Task: Continue the blog post announcing the new motherhood book, picking up after its final line, before the listing begins.

Selected passage:
Thursday, November 1, 2012

Hot off the press - my new book!


I am excited to share with you the publication of my second book, Moods of Motherhood, just in time to mark the second birthday of Dreaming Aloud. 

Hurray for me, hurray for you - so glad you're here, dearest dreamers!

So what about this book, Lucy, I hear you ask, what's it about???

Well, dear reader, it is a compilation of my best-loved posts on motherhood from Dreaming Aloud, my columns from JUNO magazine and many new pieces, never before published. This is a book full of my trademark searing honesty and raw emotions. It will make you laugh and cry - wherever on your mothering journey you may be.

Topics include: tenderness, pregnancy and birth, happy days, anger and fierceness, playfulness, love, patience, homemaking and much, much more... it is illustrated throughout with beautiful black and white photographs.

I really wanted to put all the glory stuff that I have written about motherhood into one place, so that you can hold me in your hands, so that you can snuggle up with all the best bits in the cosy warmth of your bed, rather than the cold blue light of your computer screen.

I have put it together by topic so that you can dip in and out, wherever you are in your mothering journey. Pick it up for wisdom, reassurance, a laugh, some empathy. Take me to the park in your bag, keep me by your bed, or on your bookshelf... what a funny concept! See a review here and here.

Perhaps you have a friend or sister who isn't into blogs, but you wanted to share Dreaming Aloud with her... well now you can!

You can buy it from me at The Happy Womb - all copies are signed and come with one of my brand new bookmarks! It is also available in Kindle and Paperback from Amazon.com and Amazon.co.uk. Please do leave me a review on Amazon!

Let me share with you the introduction...

[Object outline annotations]
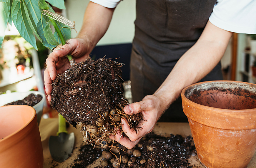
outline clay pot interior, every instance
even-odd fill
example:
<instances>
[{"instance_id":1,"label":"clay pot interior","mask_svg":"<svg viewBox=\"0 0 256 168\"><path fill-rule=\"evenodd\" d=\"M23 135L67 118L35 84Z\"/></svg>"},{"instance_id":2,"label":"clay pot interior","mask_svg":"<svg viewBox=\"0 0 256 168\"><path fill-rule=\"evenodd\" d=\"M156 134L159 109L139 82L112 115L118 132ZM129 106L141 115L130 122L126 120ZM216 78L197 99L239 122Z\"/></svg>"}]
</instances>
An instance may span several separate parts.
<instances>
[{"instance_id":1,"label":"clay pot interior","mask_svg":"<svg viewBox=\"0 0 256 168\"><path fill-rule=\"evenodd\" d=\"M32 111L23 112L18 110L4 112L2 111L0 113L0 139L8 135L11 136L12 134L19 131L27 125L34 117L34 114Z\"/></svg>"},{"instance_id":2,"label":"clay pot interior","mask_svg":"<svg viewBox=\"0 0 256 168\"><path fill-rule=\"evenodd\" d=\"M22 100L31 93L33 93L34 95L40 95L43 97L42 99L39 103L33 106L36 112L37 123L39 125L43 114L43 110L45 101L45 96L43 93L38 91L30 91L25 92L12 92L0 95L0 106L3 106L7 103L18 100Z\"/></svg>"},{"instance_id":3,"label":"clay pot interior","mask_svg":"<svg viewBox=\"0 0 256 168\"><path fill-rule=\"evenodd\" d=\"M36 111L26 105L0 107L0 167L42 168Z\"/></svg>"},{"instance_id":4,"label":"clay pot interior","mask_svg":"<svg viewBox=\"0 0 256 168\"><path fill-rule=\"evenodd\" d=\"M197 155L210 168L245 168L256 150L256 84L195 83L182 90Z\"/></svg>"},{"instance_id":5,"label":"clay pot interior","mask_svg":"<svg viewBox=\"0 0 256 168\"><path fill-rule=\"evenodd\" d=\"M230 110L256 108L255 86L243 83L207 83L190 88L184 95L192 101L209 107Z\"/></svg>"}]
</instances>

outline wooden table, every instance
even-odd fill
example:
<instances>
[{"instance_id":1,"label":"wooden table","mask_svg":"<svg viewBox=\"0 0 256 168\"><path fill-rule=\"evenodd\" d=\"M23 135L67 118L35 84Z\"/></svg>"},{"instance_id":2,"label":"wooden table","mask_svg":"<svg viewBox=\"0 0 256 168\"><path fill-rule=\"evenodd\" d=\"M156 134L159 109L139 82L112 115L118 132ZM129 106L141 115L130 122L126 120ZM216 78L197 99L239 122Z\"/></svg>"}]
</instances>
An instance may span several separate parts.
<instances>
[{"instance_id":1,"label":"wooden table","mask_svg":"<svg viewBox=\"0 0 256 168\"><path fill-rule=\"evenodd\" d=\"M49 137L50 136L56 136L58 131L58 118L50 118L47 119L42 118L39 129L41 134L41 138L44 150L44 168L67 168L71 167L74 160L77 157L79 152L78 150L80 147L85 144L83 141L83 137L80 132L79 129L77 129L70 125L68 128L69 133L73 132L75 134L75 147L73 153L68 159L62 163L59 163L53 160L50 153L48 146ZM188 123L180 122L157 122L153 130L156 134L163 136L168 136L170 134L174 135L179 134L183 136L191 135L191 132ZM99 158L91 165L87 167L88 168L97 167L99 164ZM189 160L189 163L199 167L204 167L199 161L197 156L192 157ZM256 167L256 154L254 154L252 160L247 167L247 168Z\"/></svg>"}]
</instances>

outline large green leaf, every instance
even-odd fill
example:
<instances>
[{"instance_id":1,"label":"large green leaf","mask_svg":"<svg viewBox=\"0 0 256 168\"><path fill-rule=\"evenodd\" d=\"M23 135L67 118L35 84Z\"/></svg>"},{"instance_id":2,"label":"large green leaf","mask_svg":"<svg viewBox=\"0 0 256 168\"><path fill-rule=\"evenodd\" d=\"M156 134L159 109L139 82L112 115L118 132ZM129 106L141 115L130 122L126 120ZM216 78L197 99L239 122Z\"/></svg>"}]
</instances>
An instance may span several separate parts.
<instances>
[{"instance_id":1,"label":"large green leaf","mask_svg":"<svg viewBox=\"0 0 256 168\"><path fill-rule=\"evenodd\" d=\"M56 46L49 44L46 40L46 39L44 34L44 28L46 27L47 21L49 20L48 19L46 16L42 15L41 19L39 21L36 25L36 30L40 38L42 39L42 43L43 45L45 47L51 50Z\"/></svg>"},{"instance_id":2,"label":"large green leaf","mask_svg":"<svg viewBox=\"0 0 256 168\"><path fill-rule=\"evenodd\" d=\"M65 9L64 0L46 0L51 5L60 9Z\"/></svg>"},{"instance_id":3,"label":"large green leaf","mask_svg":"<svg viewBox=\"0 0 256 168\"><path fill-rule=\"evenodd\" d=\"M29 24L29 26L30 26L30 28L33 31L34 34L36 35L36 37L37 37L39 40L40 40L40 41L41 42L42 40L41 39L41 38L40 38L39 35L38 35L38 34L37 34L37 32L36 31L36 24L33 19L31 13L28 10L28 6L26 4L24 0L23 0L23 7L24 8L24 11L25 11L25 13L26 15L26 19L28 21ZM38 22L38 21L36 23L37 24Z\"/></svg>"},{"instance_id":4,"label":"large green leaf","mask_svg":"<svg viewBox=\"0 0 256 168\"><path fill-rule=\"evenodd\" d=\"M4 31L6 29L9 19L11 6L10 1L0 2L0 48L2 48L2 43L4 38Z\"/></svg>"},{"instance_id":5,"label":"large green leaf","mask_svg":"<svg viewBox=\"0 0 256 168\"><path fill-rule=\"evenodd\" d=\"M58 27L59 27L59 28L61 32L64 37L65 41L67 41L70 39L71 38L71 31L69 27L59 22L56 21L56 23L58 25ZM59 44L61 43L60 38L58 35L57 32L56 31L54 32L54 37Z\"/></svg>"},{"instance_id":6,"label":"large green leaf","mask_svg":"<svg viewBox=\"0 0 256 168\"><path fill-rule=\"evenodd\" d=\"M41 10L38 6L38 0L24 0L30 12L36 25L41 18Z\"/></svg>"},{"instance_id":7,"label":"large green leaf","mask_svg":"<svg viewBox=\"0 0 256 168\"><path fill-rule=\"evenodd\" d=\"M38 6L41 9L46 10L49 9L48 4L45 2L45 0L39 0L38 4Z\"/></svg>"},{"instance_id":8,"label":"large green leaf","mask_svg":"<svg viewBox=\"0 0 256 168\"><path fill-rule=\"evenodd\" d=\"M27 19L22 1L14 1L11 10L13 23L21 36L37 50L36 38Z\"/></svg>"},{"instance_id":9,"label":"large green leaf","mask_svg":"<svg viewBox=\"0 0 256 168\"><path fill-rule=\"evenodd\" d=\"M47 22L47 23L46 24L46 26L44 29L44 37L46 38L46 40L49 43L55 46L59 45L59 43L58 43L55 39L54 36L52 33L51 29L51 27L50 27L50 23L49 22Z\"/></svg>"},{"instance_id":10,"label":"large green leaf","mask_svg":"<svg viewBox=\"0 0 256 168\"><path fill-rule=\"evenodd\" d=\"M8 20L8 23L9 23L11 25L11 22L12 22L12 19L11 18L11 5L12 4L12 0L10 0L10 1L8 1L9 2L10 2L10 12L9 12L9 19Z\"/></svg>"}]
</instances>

Answer to the exercise:
My grandmother always said: “You are your baby’s weather.” How true that is! There is nothing more remarkable about the act of mothering than the changing moods. The weather of motherhood can seemingly alter from moment to moment, day to day, a rollercoaster of emotions stronger than one has ever experienced before. The stakes, after all, are far higher than anything we have ever played for before: the very life, health and happiness of a creature that is our own flesh and blood.

On reading back over my blog, I noticed how contrasting posts follow one day after the other – all so real, yet so intangible. Like the weather we are only left with vague memories and snapshots of how hot or cold it was, no real yardstick of the tempests and sunshine of our mothering years.

Other mothers were drawn to these posts, these outpourings of emotion, frustration, joy and despondency. It seems we are all yearning for a reflection of our own tumultuous experiences, a validation of the endless emotional turmoil and physical exhaustion which motherhood reeks in our lives. We seem to lack a language to share both the mundane repetitiveness of our daily mothering lives, as well as a forum for sharing the deeper emotional parts. For perhaps the first time in history, the mothers of the twentieth and twenty first centuries mothered alone, in separate houses, often far from family support. The job of parenting is not meant to be handled by one adult, it takes a tribe.

Few of us entered the role prepared, though we might have been expecting (some) sleepless nights and smelly nappies, the all-consuming nature of motherhood lay hidden, until we were well and truly embarked on our maiden voyage. The sweetness of a first baby’s smile did not reveal the cacophony of demands which another child - or three - would bring.

Most knew how they wanted to be, and what they most certainly would not do. And then after the first glow of motherhood had worn off, the disappointments begin stacking up: the ideals which had fallen by the wayside, the perfection not achieved, due to lack of energy, experience, insight or something else.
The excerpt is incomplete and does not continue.